The reply should hold nothing except the lines from the one with "the corinthian column." through the end of the entries, duplicated exactly and with no pictures.

* * *

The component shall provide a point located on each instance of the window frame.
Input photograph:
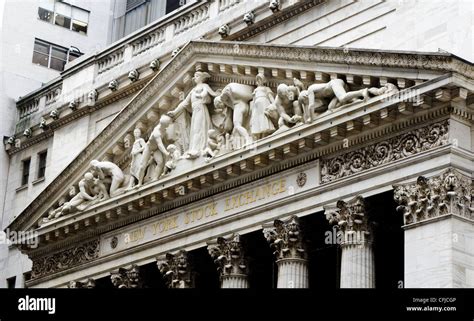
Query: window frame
(52, 46)
(25, 171)
(40, 168)
(11, 282)
(70, 17)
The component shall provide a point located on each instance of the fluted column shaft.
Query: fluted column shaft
(292, 273)
(235, 281)
(357, 260)
(357, 265)
(286, 240)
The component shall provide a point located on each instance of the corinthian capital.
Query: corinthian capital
(176, 270)
(228, 254)
(126, 278)
(349, 216)
(89, 284)
(285, 238)
(448, 193)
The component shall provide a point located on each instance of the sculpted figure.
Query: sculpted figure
(196, 103)
(288, 108)
(260, 124)
(155, 147)
(106, 169)
(88, 194)
(174, 155)
(137, 156)
(214, 143)
(388, 88)
(336, 91)
(236, 97)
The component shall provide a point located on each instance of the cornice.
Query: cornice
(357, 142)
(436, 62)
(273, 20)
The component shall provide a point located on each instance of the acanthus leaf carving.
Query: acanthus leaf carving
(448, 193)
(352, 219)
(50, 264)
(286, 239)
(126, 278)
(228, 255)
(176, 270)
(384, 152)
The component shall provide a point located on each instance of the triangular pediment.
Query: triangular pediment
(236, 63)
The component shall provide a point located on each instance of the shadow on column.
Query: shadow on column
(262, 267)
(389, 241)
(323, 252)
(149, 274)
(206, 276)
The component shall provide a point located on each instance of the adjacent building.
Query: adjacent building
(227, 143)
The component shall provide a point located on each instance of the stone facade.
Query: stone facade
(235, 137)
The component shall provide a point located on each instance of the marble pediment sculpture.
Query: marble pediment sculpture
(222, 108)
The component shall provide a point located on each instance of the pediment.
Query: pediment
(238, 64)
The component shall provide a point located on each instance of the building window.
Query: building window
(52, 56)
(26, 278)
(42, 164)
(132, 4)
(11, 282)
(25, 175)
(172, 5)
(65, 15)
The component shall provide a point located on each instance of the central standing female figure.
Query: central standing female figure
(196, 104)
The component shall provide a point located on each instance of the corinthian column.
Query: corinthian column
(357, 259)
(228, 254)
(176, 270)
(438, 214)
(126, 278)
(286, 240)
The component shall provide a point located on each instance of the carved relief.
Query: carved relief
(263, 102)
(43, 124)
(155, 150)
(249, 18)
(448, 193)
(54, 114)
(60, 261)
(383, 152)
(126, 278)
(351, 218)
(234, 103)
(196, 104)
(210, 123)
(113, 85)
(133, 75)
(155, 64)
(27, 133)
(285, 239)
(176, 270)
(89, 284)
(228, 255)
(274, 5)
(224, 30)
(137, 157)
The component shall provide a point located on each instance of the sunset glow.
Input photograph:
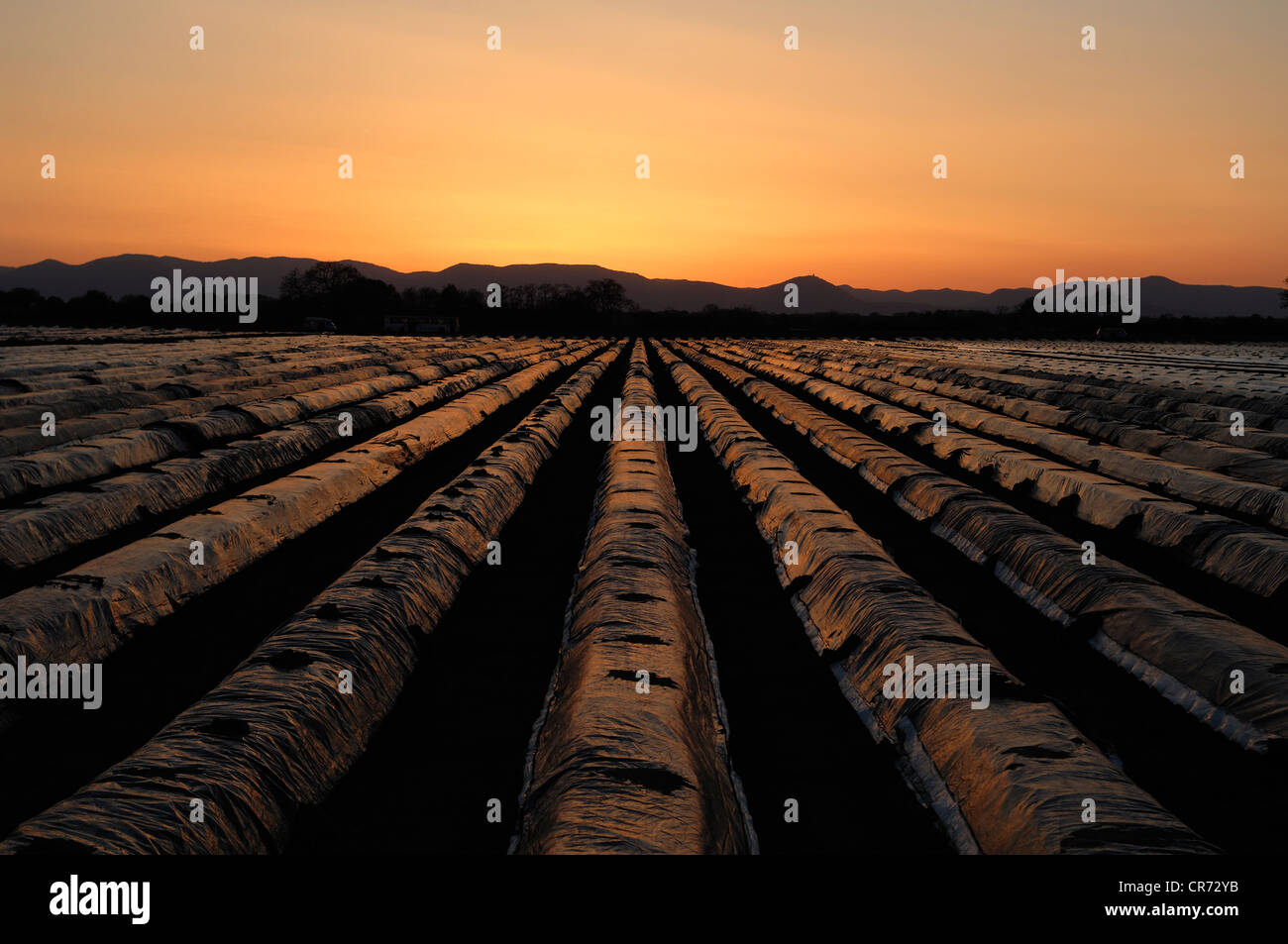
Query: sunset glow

* * *

§ **Response to the exercise**:
The component shall provide a point located on each instance of the corinthian column.
Query: corinthian column
(357, 259)
(228, 254)
(176, 270)
(438, 214)
(126, 278)
(286, 240)
The component shall provide a point located on each instance of the carved relief.
Query: carved relief
(263, 102)
(43, 124)
(155, 150)
(249, 18)
(448, 193)
(54, 114)
(60, 261)
(383, 152)
(126, 278)
(351, 218)
(234, 103)
(196, 104)
(210, 123)
(113, 85)
(133, 75)
(155, 64)
(27, 133)
(285, 239)
(176, 270)
(89, 284)
(228, 255)
(274, 5)
(224, 30)
(137, 157)
The component shall provide a point located on each instance of the sunset glow.
Input photograph:
Query: sunset glow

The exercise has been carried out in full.